Exercise description:
Convert the lines below into a JSON list of strings, with one string per line and any blank lines omitted.

>>>

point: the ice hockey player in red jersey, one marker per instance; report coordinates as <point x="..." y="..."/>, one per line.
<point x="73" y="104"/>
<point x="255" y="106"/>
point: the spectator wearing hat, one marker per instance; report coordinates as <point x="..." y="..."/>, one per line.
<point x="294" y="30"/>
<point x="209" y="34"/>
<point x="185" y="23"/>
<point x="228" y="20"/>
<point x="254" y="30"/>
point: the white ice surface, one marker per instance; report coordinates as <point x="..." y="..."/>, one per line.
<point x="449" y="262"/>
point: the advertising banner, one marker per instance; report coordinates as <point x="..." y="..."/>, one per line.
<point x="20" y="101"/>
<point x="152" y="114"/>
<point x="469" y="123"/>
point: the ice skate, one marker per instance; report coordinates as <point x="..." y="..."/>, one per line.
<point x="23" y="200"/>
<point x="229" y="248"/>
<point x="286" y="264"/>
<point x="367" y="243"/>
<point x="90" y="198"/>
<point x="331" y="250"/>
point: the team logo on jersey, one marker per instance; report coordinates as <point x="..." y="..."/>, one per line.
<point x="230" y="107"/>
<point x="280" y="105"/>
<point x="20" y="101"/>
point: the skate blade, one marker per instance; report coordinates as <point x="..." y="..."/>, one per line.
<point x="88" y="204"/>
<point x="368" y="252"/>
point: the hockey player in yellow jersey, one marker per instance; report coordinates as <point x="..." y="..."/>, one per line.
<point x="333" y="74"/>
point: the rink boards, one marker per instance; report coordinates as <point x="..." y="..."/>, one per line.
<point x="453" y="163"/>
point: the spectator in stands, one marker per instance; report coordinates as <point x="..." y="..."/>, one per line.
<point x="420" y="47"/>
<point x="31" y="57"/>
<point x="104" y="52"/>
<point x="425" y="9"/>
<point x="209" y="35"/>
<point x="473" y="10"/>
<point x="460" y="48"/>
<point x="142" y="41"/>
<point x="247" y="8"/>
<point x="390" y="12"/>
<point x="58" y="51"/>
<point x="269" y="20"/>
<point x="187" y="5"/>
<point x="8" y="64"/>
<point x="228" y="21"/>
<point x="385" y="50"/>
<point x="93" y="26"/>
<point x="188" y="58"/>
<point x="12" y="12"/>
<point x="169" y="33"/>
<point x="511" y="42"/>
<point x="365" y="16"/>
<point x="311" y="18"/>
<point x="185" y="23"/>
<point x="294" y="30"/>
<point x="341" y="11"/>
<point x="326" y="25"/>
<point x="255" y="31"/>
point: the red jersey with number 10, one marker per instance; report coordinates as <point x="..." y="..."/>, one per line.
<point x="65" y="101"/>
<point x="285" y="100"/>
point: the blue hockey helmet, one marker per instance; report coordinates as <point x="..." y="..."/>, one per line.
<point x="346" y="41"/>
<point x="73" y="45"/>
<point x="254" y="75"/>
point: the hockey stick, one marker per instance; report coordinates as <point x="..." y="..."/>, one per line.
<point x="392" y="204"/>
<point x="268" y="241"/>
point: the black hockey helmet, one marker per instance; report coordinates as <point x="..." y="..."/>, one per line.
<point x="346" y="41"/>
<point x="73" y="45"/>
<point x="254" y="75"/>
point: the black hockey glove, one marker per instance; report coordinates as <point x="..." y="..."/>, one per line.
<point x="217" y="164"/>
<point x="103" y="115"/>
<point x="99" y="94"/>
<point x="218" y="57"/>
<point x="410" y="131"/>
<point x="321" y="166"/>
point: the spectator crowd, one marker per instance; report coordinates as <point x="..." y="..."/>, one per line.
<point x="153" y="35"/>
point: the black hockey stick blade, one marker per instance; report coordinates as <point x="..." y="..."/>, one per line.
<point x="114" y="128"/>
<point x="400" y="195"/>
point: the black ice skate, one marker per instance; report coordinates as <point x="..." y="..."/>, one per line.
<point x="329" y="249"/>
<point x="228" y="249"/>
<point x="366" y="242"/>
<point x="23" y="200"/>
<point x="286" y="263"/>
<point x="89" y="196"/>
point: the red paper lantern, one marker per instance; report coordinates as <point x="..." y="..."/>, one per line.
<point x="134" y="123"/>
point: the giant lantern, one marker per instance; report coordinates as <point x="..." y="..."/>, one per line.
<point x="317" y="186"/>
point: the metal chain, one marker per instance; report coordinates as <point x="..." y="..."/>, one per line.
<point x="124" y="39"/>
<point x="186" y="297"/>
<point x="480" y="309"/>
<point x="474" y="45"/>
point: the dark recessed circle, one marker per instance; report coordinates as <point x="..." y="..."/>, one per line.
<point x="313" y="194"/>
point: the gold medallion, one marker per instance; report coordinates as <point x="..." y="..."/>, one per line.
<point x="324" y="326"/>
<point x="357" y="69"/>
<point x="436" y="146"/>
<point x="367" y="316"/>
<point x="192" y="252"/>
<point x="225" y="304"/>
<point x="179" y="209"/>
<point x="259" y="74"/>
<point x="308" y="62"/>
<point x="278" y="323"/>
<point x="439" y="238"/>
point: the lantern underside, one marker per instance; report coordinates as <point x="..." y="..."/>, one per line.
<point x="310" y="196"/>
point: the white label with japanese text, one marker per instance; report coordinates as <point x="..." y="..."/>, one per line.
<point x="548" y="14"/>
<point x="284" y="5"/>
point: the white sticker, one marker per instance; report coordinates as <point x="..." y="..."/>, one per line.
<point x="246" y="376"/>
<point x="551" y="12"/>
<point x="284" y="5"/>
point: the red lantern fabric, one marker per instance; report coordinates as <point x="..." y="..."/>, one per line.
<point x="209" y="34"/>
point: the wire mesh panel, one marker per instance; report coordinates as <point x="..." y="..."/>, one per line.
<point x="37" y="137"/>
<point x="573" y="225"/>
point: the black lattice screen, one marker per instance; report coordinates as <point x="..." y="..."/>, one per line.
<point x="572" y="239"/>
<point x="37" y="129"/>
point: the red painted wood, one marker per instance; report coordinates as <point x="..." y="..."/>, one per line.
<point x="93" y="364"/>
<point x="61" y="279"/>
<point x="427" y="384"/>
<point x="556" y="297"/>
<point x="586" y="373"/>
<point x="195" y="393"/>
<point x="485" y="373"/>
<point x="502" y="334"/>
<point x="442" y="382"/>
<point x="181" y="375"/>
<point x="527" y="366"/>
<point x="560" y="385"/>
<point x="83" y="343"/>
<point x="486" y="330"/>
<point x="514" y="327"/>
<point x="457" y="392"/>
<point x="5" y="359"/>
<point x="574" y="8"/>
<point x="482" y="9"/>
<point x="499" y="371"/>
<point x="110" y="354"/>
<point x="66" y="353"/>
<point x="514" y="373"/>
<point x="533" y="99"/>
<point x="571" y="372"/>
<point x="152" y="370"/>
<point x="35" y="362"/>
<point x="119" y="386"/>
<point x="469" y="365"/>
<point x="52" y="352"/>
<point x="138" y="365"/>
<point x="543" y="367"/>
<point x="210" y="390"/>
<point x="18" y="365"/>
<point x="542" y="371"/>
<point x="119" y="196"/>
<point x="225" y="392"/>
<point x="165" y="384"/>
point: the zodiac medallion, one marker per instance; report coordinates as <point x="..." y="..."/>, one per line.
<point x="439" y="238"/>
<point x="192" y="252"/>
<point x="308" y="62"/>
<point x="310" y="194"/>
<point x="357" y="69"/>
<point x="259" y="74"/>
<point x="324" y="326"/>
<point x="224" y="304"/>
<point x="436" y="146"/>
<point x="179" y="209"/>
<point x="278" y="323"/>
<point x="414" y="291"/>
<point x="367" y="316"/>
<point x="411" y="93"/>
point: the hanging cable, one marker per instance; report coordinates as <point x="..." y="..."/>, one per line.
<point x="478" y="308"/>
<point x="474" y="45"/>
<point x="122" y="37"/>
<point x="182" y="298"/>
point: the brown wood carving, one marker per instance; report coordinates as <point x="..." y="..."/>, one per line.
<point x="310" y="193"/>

<<<

Solution:
[
  "point: the ice hockey player in red jersey, one marker per instance; report coordinates as <point x=\"...\" y=\"...\"/>, one per line.",
  "<point x=\"73\" y=\"104\"/>",
  "<point x=\"255\" y=\"106\"/>",
  "point: the spectator wearing hat, one marker per instance; report coordinates as <point x=\"...\" y=\"...\"/>, one per line.",
  "<point x=\"294\" y=\"30\"/>",
  "<point x=\"209\" y=\"34\"/>",
  "<point x=\"185\" y=\"23\"/>",
  "<point x=\"228\" y=\"20\"/>",
  "<point x=\"254\" y=\"30\"/>",
  "point: the white ice surface, one marker per instance; report coordinates as <point x=\"...\" y=\"...\"/>, one per line.",
  "<point x=\"449\" y=\"262\"/>",
  "point: the advertising banner, one marker per instance; report coordinates as <point x=\"...\" y=\"...\"/>, one per line.",
  "<point x=\"20\" y=\"101\"/>",
  "<point x=\"152\" y=\"114\"/>",
  "<point x=\"469\" y=\"123\"/>",
  "point: the ice skate, one marker per instance; report coordinates as <point x=\"...\" y=\"...\"/>, one per line.",
  "<point x=\"23\" y=\"200\"/>",
  "<point x=\"229\" y=\"248\"/>",
  "<point x=\"286\" y=\"264\"/>",
  "<point x=\"367\" y=\"243\"/>",
  "<point x=\"90\" y=\"198\"/>",
  "<point x=\"331\" y=\"250\"/>",
  "point: the team logo on jersey, one marker per instance; report coordinates as <point x=\"...\" y=\"...\"/>, one per line.",
  "<point x=\"230\" y=\"107\"/>",
  "<point x=\"280\" y=\"105\"/>",
  "<point x=\"20\" y=\"101\"/>",
  "point: the skate blade, one marker per instance; report coordinates as <point x=\"...\" y=\"...\"/>, one per line.",
  "<point x=\"88\" y=\"204\"/>",
  "<point x=\"368\" y=\"252\"/>",
  "point: the hockey player in yellow jersey, one marker per instance; report coordinates as <point x=\"...\" y=\"...\"/>, one per line.",
  "<point x=\"333\" y=\"74\"/>",
  "point: the rink boards, one marker per instance; report coordinates as <point x=\"...\" y=\"...\"/>, one per line.",
  "<point x=\"453\" y=\"163\"/>",
  "point: the spectator in stands, one marker per instance; report coordinates as <point x=\"...\" y=\"...\"/>, one per line.",
  "<point x=\"420\" y=\"47\"/>",
  "<point x=\"31\" y=\"57\"/>",
  "<point x=\"104\" y=\"52\"/>",
  "<point x=\"425\" y=\"9\"/>",
  "<point x=\"209\" y=\"35\"/>",
  "<point x=\"473\" y=\"10\"/>",
  "<point x=\"460\" y=\"48\"/>",
  "<point x=\"142\" y=\"41\"/>",
  "<point x=\"247\" y=\"8\"/>",
  "<point x=\"390\" y=\"12\"/>",
  "<point x=\"58\" y=\"51\"/>",
  "<point x=\"269\" y=\"20\"/>",
  "<point x=\"187\" y=\"5\"/>",
  "<point x=\"8\" y=\"64\"/>",
  "<point x=\"228\" y=\"21\"/>",
  "<point x=\"385\" y=\"50\"/>",
  "<point x=\"93\" y=\"26\"/>",
  "<point x=\"188\" y=\"58\"/>",
  "<point x=\"12\" y=\"12\"/>",
  "<point x=\"169\" y=\"33\"/>",
  "<point x=\"511\" y=\"42\"/>",
  "<point x=\"365\" y=\"16\"/>",
  "<point x=\"311\" y=\"18\"/>",
  "<point x=\"185\" y=\"23\"/>",
  "<point x=\"294\" y=\"30\"/>",
  "<point x=\"341\" y=\"11\"/>",
  "<point x=\"326\" y=\"25\"/>",
  "<point x=\"255\" y=\"31\"/>",
  "point: the red jersey with number 10, one marker per instance; report coordinates as <point x=\"...\" y=\"...\"/>, one per line.",
  "<point x=\"65\" y=\"101\"/>",
  "<point x=\"285\" y=\"100\"/>",
  "point: the blue hockey helmet, one marker per instance; report coordinates as <point x=\"...\" y=\"...\"/>, one per line.",
  "<point x=\"346\" y=\"41\"/>",
  "<point x=\"73\" y=\"45\"/>",
  "<point x=\"254\" y=\"75\"/>",
  "point: the hockey stick, one marker per instance; report coordinates as <point x=\"...\" y=\"...\"/>, one per line.",
  "<point x=\"392\" y=\"204\"/>",
  "<point x=\"268\" y=\"241\"/>",
  "point: the black hockey helmet, one marker per instance; report coordinates as <point x=\"...\" y=\"...\"/>, one per line.",
  "<point x=\"346\" y=\"41\"/>",
  "<point x=\"73\" y=\"45\"/>",
  "<point x=\"254\" y=\"75\"/>",
  "point: the black hockey glove, one marker per instance; report coordinates as <point x=\"...\" y=\"...\"/>, one per line.",
  "<point x=\"217\" y=\"164\"/>",
  "<point x=\"103\" y=\"115\"/>",
  "<point x=\"99\" y=\"94\"/>",
  "<point x=\"218\" y=\"57\"/>",
  "<point x=\"410\" y=\"131\"/>",
  "<point x=\"321\" y=\"166\"/>",
  "point: the spectator crowd, one marker per instance; report coordinates as <point x=\"...\" y=\"...\"/>, one per line.",
  "<point x=\"153\" y=\"35\"/>",
  "point: the black hockey stick blade, one marker per instance; report coordinates as <point x=\"...\" y=\"...\"/>, one per line.",
  "<point x=\"114\" y=\"128\"/>",
  "<point x=\"400\" y=\"195\"/>",
  "point: the black ice skate, one marker per instance; report coordinates as <point x=\"...\" y=\"...\"/>, one per line.",
  "<point x=\"329\" y=\"249\"/>",
  "<point x=\"228\" y=\"249\"/>",
  "<point x=\"366\" y=\"242\"/>",
  "<point x=\"23\" y=\"200\"/>",
  "<point x=\"286\" y=\"263\"/>",
  "<point x=\"89\" y=\"196\"/>",
  "point: the red paper lantern, one marker per instance; report coordinates as <point x=\"...\" y=\"...\"/>, one per line.",
  "<point x=\"134\" y=\"123\"/>",
  "point: the giant lantern, one marker per instance; report coordinates as <point x=\"...\" y=\"...\"/>, one per line.",
  "<point x=\"317\" y=\"186\"/>",
  "point: the metal chain, one marker per instance; report coordinates as <point x=\"...\" y=\"...\"/>, one per line.",
  "<point x=\"124\" y=\"39\"/>",
  "<point x=\"186\" y=\"297\"/>",
  "<point x=\"480\" y=\"309\"/>",
  "<point x=\"474\" y=\"45\"/>",
  "point: the dark recessed circle, one marker per instance; report coordinates as <point x=\"...\" y=\"...\"/>, one per line.",
  "<point x=\"313\" y=\"194\"/>",
  "point: the gold medallion, one marker per instance; report coordinates as <point x=\"...\" y=\"...\"/>, one per line.",
  "<point x=\"324\" y=\"326\"/>",
  "<point x=\"357\" y=\"69\"/>",
  "<point x=\"436\" y=\"146\"/>",
  "<point x=\"367\" y=\"316\"/>",
  "<point x=\"192\" y=\"252\"/>",
  "<point x=\"225\" y=\"304\"/>",
  "<point x=\"179\" y=\"209\"/>",
  "<point x=\"259\" y=\"74\"/>",
  "<point x=\"308\" y=\"62\"/>",
  "<point x=\"278\" y=\"323\"/>",
  "<point x=\"439\" y=\"238\"/>",
  "point: the lantern underside, one marker per instance; report coordinates as <point x=\"...\" y=\"...\"/>, one per line.",
  "<point x=\"310\" y=\"196\"/>",
  "point: the white label with japanese text, one marker per instance; report coordinates as <point x=\"...\" y=\"...\"/>, one per line.",
  "<point x=\"548\" y=\"14\"/>",
  "<point x=\"284\" y=\"5\"/>",
  "point: the white sticker, one marker per instance; report coordinates as <point x=\"...\" y=\"...\"/>, one per line.",
  "<point x=\"246\" y=\"376\"/>",
  "<point x=\"551\" y=\"12\"/>",
  "<point x=\"284\" y=\"5\"/>",
  "point: the red lantern fabric, one marker per instance; report coordinates as <point x=\"...\" y=\"...\"/>, one per line.",
  "<point x=\"209\" y=\"34\"/>",
  "point: the wire mesh panel, one marker per instance; report coordinates as <point x=\"...\" y=\"...\"/>, one per line.",
  "<point x=\"37\" y=\"137\"/>",
  "<point x=\"573\" y=\"225\"/>",
  "point: the black lattice screen, one marker per instance; report coordinates as <point x=\"...\" y=\"...\"/>, one per line.",
  "<point x=\"572\" y=\"239\"/>",
  "<point x=\"37\" y=\"129\"/>",
  "point: the red painted wood, one marker per instance; report coordinates as <point x=\"...\" y=\"...\"/>, one per line.",
  "<point x=\"93\" y=\"364\"/>",
  "<point x=\"61\" y=\"279\"/>",
  "<point x=\"427\" y=\"384\"/>",
  "<point x=\"556\" y=\"297\"/>",
  "<point x=\"586\" y=\"373\"/>",
  "<point x=\"195\" y=\"393\"/>",
  "<point x=\"485\" y=\"373\"/>",
  "<point x=\"502\" y=\"334\"/>",
  "<point x=\"442\" y=\"382\"/>",
  "<point x=\"181\" y=\"375\"/>",
  "<point x=\"527\" y=\"366\"/>",
  "<point x=\"560\" y=\"385\"/>",
  "<point x=\"83\" y=\"343\"/>",
  "<point x=\"486\" y=\"330\"/>",
  "<point x=\"514\" y=\"327\"/>",
  "<point x=\"457\" y=\"392\"/>",
  "<point x=\"5\" y=\"359\"/>",
  "<point x=\"574\" y=\"8\"/>",
  "<point x=\"482\" y=\"9\"/>",
  "<point x=\"499\" y=\"371\"/>",
  "<point x=\"110\" y=\"354\"/>",
  "<point x=\"66\" y=\"353\"/>",
  "<point x=\"514\" y=\"373\"/>",
  "<point x=\"533\" y=\"99\"/>",
  "<point x=\"571\" y=\"372\"/>",
  "<point x=\"152\" y=\"370\"/>",
  "<point x=\"35\" y=\"362\"/>",
  "<point x=\"119\" y=\"386\"/>",
  "<point x=\"469\" y=\"365\"/>",
  "<point x=\"52\" y=\"352\"/>",
  "<point x=\"138\" y=\"365\"/>",
  "<point x=\"543\" y=\"367\"/>",
  "<point x=\"210\" y=\"390\"/>",
  "<point x=\"18\" y=\"365\"/>",
  "<point x=\"542\" y=\"371\"/>",
  "<point x=\"119\" y=\"196\"/>",
  "<point x=\"225\" y=\"392\"/>",
  "<point x=\"165\" y=\"384\"/>",
  "point: the zodiac medallion, one marker per instance; report coordinates as <point x=\"...\" y=\"...\"/>, one per line.",
  "<point x=\"439\" y=\"238\"/>",
  "<point x=\"192\" y=\"252\"/>",
  "<point x=\"308\" y=\"62\"/>",
  "<point x=\"310\" y=\"194\"/>",
  "<point x=\"357\" y=\"69\"/>",
  "<point x=\"259\" y=\"74\"/>",
  "<point x=\"324\" y=\"326\"/>",
  "<point x=\"224\" y=\"304\"/>",
  "<point x=\"436\" y=\"146\"/>",
  "<point x=\"179\" y=\"209\"/>",
  "<point x=\"278\" y=\"323\"/>",
  "<point x=\"414\" y=\"291\"/>",
  "<point x=\"367\" y=\"316\"/>",
  "<point x=\"411\" y=\"93\"/>",
  "point: the hanging cable, one marker per instance; report coordinates as <point x=\"...\" y=\"...\"/>, one per line.",
  "<point x=\"478\" y=\"308\"/>",
  "<point x=\"474\" y=\"45\"/>",
  "<point x=\"122\" y=\"37\"/>",
  "<point x=\"182\" y=\"298\"/>",
  "point: the brown wood carving, one marker per instance; report coordinates as <point x=\"...\" y=\"...\"/>, one per line.",
  "<point x=\"310\" y=\"193\"/>"
]